Your instructions
Reproduce the records below word for word, from their very start through the line that contains "Query: wooden table", and nothing past that line.
>> BEGIN Supplied records
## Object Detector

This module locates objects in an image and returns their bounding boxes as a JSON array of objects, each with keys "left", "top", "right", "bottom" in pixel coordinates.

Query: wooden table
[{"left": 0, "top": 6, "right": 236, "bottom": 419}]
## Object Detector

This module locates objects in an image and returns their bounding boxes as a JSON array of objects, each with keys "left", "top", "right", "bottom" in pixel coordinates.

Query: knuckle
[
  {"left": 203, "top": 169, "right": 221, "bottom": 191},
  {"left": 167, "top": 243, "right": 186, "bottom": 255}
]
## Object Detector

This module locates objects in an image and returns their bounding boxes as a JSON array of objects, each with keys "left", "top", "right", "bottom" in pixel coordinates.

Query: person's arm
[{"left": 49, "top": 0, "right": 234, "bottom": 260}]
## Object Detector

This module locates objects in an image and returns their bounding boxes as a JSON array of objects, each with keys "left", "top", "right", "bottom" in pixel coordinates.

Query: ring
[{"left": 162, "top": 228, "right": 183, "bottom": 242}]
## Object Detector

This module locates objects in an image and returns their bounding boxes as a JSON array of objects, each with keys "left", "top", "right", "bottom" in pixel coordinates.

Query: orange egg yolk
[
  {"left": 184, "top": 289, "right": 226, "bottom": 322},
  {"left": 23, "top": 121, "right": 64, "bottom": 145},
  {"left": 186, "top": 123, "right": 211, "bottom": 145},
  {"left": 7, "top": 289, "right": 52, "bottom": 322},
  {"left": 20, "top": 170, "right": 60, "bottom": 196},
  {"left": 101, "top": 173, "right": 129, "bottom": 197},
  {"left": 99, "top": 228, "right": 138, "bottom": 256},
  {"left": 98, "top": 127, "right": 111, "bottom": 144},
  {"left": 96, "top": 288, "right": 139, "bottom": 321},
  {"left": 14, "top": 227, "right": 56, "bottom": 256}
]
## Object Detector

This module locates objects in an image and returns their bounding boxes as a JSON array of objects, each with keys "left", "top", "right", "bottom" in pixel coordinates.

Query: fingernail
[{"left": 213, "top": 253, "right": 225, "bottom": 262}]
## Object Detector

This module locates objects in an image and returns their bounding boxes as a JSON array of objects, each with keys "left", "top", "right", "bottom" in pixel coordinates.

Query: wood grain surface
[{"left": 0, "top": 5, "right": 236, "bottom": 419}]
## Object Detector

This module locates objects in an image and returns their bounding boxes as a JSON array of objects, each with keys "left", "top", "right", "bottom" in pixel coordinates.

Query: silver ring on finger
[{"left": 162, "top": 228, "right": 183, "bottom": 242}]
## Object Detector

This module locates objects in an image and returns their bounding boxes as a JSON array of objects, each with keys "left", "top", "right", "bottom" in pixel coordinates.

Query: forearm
>> END Supplied records
Answer to this exercise
## Object Detector

This module locates objects in an image and returns their bounding boxes as a JSON array of objects, each with keys "left", "top", "right", "bottom" in pixel coordinates.

Query: wooden table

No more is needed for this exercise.